Task to complete
Return, word for word, only the lines of the data below that lie between the line with "of the viewer" and the line with "the green lawn.", those two lines included.

Extracted records
<<<<
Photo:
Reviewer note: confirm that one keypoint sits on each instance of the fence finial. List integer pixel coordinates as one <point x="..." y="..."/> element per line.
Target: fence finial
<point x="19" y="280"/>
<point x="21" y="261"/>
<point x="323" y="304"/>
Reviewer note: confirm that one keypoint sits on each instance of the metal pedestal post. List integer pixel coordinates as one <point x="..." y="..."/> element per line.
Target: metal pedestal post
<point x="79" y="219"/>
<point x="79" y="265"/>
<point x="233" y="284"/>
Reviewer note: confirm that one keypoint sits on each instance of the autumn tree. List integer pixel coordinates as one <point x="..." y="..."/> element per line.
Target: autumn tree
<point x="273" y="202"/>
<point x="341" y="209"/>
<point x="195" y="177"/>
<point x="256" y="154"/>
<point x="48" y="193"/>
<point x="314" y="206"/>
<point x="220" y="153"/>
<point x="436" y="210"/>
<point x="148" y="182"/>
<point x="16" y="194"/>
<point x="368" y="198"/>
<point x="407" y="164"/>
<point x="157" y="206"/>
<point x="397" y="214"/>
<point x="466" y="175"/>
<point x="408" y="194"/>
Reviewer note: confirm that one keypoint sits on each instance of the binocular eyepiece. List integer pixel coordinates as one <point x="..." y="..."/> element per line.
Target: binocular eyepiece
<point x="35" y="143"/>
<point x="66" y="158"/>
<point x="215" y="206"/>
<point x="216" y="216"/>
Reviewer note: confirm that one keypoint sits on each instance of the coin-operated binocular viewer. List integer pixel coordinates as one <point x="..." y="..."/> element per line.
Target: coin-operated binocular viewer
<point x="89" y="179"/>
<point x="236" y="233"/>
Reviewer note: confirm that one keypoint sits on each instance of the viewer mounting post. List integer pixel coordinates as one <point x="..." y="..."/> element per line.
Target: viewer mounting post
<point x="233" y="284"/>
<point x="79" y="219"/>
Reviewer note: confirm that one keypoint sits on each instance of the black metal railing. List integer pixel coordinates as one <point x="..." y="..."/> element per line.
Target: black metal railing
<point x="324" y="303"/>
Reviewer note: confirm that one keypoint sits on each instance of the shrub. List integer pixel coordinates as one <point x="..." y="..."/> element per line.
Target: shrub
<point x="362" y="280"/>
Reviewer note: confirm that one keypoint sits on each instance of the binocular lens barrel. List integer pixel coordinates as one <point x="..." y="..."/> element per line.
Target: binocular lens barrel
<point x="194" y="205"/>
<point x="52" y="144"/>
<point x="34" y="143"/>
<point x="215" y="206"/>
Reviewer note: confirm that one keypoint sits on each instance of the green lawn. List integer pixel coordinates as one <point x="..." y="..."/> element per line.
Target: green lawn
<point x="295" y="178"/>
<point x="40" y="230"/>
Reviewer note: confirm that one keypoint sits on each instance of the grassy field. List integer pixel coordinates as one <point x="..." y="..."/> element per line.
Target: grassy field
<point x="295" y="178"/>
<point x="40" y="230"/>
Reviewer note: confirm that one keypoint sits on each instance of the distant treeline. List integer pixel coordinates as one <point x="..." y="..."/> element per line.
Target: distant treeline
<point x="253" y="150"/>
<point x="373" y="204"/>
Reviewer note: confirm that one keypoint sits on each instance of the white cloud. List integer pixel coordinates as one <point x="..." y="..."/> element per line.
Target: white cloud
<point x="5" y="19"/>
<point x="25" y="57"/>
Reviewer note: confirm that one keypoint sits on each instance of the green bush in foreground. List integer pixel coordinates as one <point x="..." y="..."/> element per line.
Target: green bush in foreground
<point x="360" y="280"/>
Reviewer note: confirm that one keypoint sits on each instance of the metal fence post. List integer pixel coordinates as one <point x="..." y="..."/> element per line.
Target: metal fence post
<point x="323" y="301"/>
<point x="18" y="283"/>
>>>>
Written answer
Reviewer note: confirm that one keypoint sits on each instance of the viewer mounting post. List integer pixel coordinates as one <point x="..." y="..."/> element per line.
Target: viewer mounting post
<point x="233" y="284"/>
<point x="79" y="219"/>
Reviewer note: confirm that one keypoint sits on each instance of the black metal railing. List integer pixel coordinates as one <point x="..." y="..."/> element per line.
Target: black metal railing
<point x="324" y="303"/>
Reviewer note: confirm that one keypoint sits on each instance of the shrub. List integer pixel coordinates as one <point x="..." y="..."/> element per line.
Target: shrub
<point x="362" y="280"/>
Reviewer note: confirm that one keypoint sits on each instance of the binocular lens barrel. List integer pixel coordinates as one <point x="..." y="..."/> element per line.
Target: binocular lens barrel
<point x="194" y="205"/>
<point x="52" y="144"/>
<point x="34" y="143"/>
<point x="215" y="206"/>
Reviewer note: confirm that one keypoint sits on each instance of the green lawn. List integer pixel coordinates as one <point x="..." y="..."/> element per line.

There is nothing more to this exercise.